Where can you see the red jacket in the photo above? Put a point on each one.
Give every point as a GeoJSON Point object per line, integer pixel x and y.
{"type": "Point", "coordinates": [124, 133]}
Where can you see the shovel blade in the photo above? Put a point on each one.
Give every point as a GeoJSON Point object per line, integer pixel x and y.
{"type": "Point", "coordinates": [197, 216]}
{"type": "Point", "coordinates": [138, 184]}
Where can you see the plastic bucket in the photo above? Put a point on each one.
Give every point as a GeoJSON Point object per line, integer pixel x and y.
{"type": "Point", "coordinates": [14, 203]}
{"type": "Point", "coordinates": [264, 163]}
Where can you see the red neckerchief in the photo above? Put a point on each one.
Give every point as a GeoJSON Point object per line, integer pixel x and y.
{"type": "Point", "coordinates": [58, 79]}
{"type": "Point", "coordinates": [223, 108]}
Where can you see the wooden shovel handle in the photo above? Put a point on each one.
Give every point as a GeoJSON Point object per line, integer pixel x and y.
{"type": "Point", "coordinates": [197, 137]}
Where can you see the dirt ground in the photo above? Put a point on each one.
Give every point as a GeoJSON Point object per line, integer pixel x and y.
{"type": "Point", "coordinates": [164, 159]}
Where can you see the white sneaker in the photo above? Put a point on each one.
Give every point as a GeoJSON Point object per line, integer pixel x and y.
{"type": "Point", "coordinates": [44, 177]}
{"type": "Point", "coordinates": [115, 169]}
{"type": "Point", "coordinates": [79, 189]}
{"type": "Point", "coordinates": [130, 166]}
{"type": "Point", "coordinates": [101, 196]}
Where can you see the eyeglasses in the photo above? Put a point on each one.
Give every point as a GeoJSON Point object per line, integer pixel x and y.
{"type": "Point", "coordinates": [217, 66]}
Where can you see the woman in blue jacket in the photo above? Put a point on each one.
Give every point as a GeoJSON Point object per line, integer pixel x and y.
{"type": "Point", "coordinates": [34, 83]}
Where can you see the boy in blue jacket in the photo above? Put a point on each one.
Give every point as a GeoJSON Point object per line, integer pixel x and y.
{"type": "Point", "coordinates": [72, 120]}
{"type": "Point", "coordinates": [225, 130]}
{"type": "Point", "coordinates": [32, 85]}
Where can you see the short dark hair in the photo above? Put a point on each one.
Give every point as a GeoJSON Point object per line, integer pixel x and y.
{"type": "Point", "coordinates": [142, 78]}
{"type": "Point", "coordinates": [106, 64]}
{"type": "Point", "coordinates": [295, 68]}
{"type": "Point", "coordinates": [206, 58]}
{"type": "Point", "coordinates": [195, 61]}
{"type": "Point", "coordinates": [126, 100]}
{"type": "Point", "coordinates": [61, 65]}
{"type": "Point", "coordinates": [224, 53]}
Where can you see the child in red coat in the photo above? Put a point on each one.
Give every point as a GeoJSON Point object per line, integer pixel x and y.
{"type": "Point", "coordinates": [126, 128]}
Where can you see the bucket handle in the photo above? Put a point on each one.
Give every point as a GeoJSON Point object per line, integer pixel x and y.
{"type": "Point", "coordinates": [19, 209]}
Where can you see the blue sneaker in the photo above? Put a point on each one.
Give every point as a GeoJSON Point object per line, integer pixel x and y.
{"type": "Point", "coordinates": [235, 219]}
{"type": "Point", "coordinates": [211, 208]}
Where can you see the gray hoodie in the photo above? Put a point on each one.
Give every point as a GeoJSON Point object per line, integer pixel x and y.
+ + + + +
▶ **Goal**: Copy every item above verbatim, keeping each line as it appears and in the same order.

▶ **Correct result**:
Where can you see the red jacket in the photo above? Put a point on each one.
Give every point as a GeoJSON Point object per line, integer pixel x and y.
{"type": "Point", "coordinates": [124, 133]}
Where can you see the shovel blade in the photo above? Put a point on each one.
Give every point as a GeoJSON Point object per line, integer pixel x and y.
{"type": "Point", "coordinates": [197, 216]}
{"type": "Point", "coordinates": [138, 184]}
Where can you see the plastic bucket in the photo above? Put a point on each one.
Give every point as a GeoJSON Point object per line, integer pixel x and y.
{"type": "Point", "coordinates": [14, 203]}
{"type": "Point", "coordinates": [264, 163]}
Where can you see the red neckerchief in the photo above? Put a point on each one.
Give every point as a GeoJSON Point object per line, integer pixel x and y.
{"type": "Point", "coordinates": [58, 79]}
{"type": "Point", "coordinates": [223, 108]}
Where can you see the wooden shovel handle in the photo above? Put a point on each one.
Give every point as a GeoJSON Point object per line, integer pixel x and y.
{"type": "Point", "coordinates": [197, 137]}
Where can you see the dirt ground in the photo above? Put a point on each one.
Give every point as a GeoJSON Point object per line, integer pixel x and y.
{"type": "Point", "coordinates": [164, 159]}
Where can you see the white sneaker in the photo above? Put a point on each one.
Give every point as a GeoJSON Point object per line, integer pixel x and y.
{"type": "Point", "coordinates": [44, 177]}
{"type": "Point", "coordinates": [115, 169]}
{"type": "Point", "coordinates": [79, 189]}
{"type": "Point", "coordinates": [130, 166]}
{"type": "Point", "coordinates": [101, 196]}
Where can you see the eyeglasses in the photo above? Put a point on each one.
Give every point as a GeoJSON Point object per line, integer pixel x and y.
{"type": "Point", "coordinates": [217, 66]}
Where can you see the woman in blue jacket in the photo above? Put a point on each one.
Give every point as a GeoJSON Point object per line, integer pixel x and y.
{"type": "Point", "coordinates": [34, 83]}
Where can you see the boy in blue jacket in the photo above? Put a point on each one.
Give every point as a GeoJSON Point object per line, integer pixel x and y.
{"type": "Point", "coordinates": [72, 120]}
{"type": "Point", "coordinates": [225, 130]}
{"type": "Point", "coordinates": [32, 85]}
Where can you see the short dark hair in the photo above? Put a point on each one.
Give every point as a GeoJSON Point object per line, integer pixel x and y.
{"type": "Point", "coordinates": [142, 78]}
{"type": "Point", "coordinates": [106, 64]}
{"type": "Point", "coordinates": [295, 68]}
{"type": "Point", "coordinates": [206, 58]}
{"type": "Point", "coordinates": [195, 61]}
{"type": "Point", "coordinates": [126, 100]}
{"type": "Point", "coordinates": [61, 65]}
{"type": "Point", "coordinates": [224, 53]}
Where can you see the child in red coat in the photo above? Put a point on each one.
Give every point as a GeoJSON Point object per line, integer pixel x and y.
{"type": "Point", "coordinates": [126, 128]}
Where can you see the bucket handle in the photo above? Put a point on each one.
Give every point as a GeoJSON Point object per line, integer pixel x and y.
{"type": "Point", "coordinates": [19, 209]}
Where can you see the blue sneaker in the photo above? Put a point on each one.
Give every point as a GeoJSON Point object per line, integer pixel x and y.
{"type": "Point", "coordinates": [235, 219]}
{"type": "Point", "coordinates": [211, 208]}
Where can you see the gray hoodie in the photo above? Put a point on each one.
Give every point as a GeoJSON Point object per line, integer pixel x and y.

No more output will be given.